## Passage for review
Erno Gall was a pro-rector of the Bolyai University. In a 1995 interview, he emphasized the difficulties faced by Hungarian language universities in the Stalinist period: “We had these two universities after 1945 in Cluj, and a collaboration was created between them. It was a natural and necessary collaboration, in line with the ideology of their times, an internationalist ideology, which promoted friendship. The professors who taught there lived through the Stalinist period, and after 1949 the rectors of these universities were arrested and convicted in Stalinist trials. We are speaking of physician Ludovic Csogor, rector of the university, and Balogh Edgar, another rector. During those years, the level of teaching fell, they were the years when this university was not much above a grade school, it could not, by any measure, be considered a modern university. To my good fortune, in 1952 to 1953, especially after Stalin’s demise, the situation improved, and the university underwent a period of relative growth and spiritual development. The professors were not changed, they brought in younger staff.
Erno Gall believed the fate of the university he managed was sealed right after the anti-communist revolution of 1956 in Hungary: “The Hungarian revolution followed in 1956 with dramatic and tragic consequences for us, in more ways than one. Following the events in Hungary, the intellectuals in Cluj, writers in particular, became very critical of the status quo. This eventually gave rise to a movement that challenged and condemned previous developments, and, of course, this sense of relative relief influenced students and teachers. Students wrote a memorandum demanding certain rights, and we ended up in a position of opposition. In mind and spirit I sympathised with them, but as pro-rector I had to deal with all these complications and difficulties. The students fought back, and many of them along with many of the teaching staff, young teachers in particular, were arrested in 1957 when the authorities stifled the students movement.
Despite its troubled history, in a century of turmoil, the Babes-Bolyai University is today an icon of multiculturalism, a positive example of how a history of unrest can give rise to something viable.

## Source material

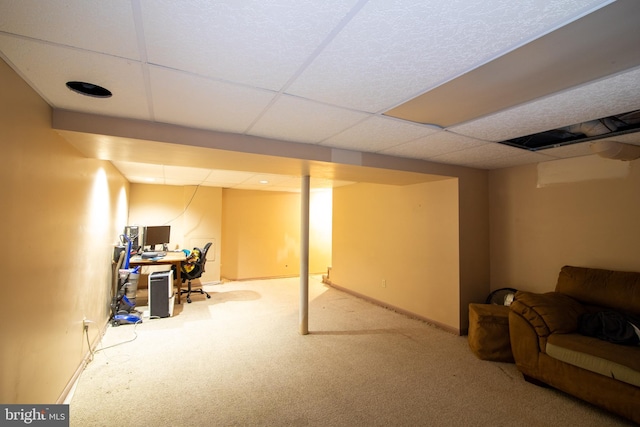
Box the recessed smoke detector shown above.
[67,81,112,98]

## Exercise requirements
1 – Reproduce the stretch of the passage on the Bolyai University from "Despite its troubled" through "to something viable.".
2 – Translate this sentence from the passage on the Bolyai University into Spanish: "Students wrote a memorandum demanding certain rights, and we ended up in a position of opposition."
3 – Decide whether each statement agrees with the passage on the Bolyai University. Answer yes or no, quoting the words that decide it.
(a) After 1949 the rectors of the universities were arrested.
(b) The professors were replaced in 1952 to 1953.
(c) Students and teaching staff were arrested in 1957.
None of the data is needed here.

## Answers for this exercise
1 –
Despite its troubled history, in a century of turmoil, the Babes-Bolyai University is today an icon of multiculturalism, a positive example of how a history of unrest can give rise to something viable.

2 – Los estudiantes redactaron un memorando en el que exigían ciertos derechos, y terminamos en una posición de oposición.

3 –
(a) Yes: "after 1949 the rectors of these universities were arrested and convicted in Stalinist trials"
(b) No: "The professors were not changed, they brought in younger staff."
(c) Yes: "were arrested in 1957 when the authorities stifled the students movement"